(YOUR OBJECTIVE)
List every track and field event named in the Niles Paul biography below.
─── QUOTED TEXT
Niles Paul (born August 9, 1989) is a former American football tight end. He played college football as a wide receiver at the University of Nebraska–Lincoln and was selected in the fifth round of the 2011 NFL Draft by the Washington Redskins.

Early years
Paul attended Omaha North High School in Omaha, Nebraska, where he was a three-sport star in football, track, and basketball. In football, Paul helped North to a 9-2 record and a trip to the Class A state quarterfinals. He was named a first-team All-Nebraska and first-team All-Metro selection by the Omaha World-Herald and a first-team Super-State pick by the Lincoln Journal Star. He was also one of 58 players who were selected as a Parade All-American. Paul averaged 19.5 yards on 32 receptions and caught 10 touchdown passes as a junior, and also averaged 25.6 yards per kickoff return. As a senior, Paul hauled in 46 passes for 814 yards and 13 touchdowns for Coach Larry Martin. He averaged nearly 18 yards per reception, and also averaged better than 18 yards per punt return. Paul was invited to play at the U.S. Army All-American Game in San Antonio, Texas, and he led the West team in receiving yards.

In track & field, Paul won the 110-meter hurdles at the state meet as both a junior (14.71s) and a senior (14.33s), while finishing second in the 300-meter hurdles (38.34s) and fourth in the 100-meter dash (11.00s) as a senior. His 4x100-meter relay team also finished second with a time of 42.30 seconds. In 2006, he led the Vikings to the Class A state track title by winning four gold medals. Individually, he captured the Class A titles in the 110m hurdles and 300m hurdles and was part of the all-class gold medal teams in the 4 × 100 m (42.31) and 4x400-meter (3:18.80) relays. On the basketball court, Paul was among the Class A leaders in scoring and rebounding, averaging nearly 19 points and 12 rebounds per game as a senior.
──────
─── MATERIAL SHOWN
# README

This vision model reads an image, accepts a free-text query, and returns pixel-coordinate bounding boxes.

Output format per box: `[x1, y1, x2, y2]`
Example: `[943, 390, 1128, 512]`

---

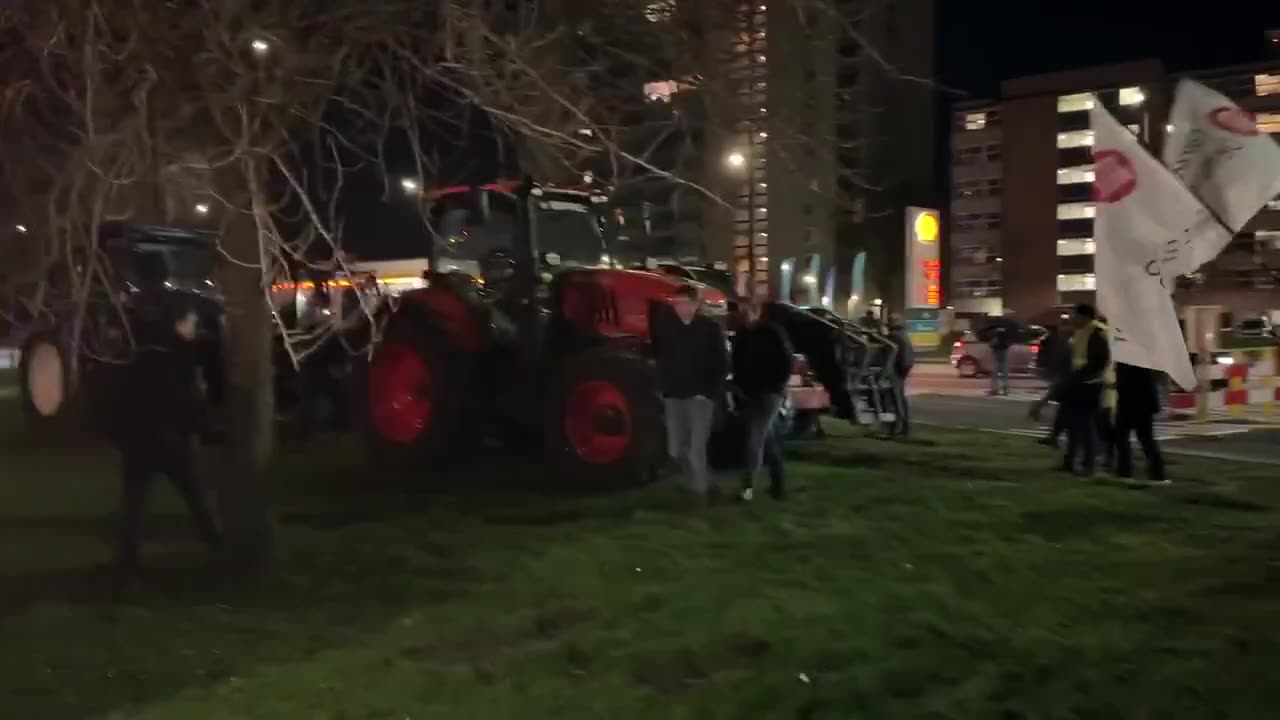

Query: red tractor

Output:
[361, 182, 847, 484]
[366, 182, 726, 483]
──────
(ANSWER TO THE PROBLEM)
- 110-meter hurdles
- 300-meter hurdles
- 100-meter dash
- 4x100-meter relay
- 4x400-meter relay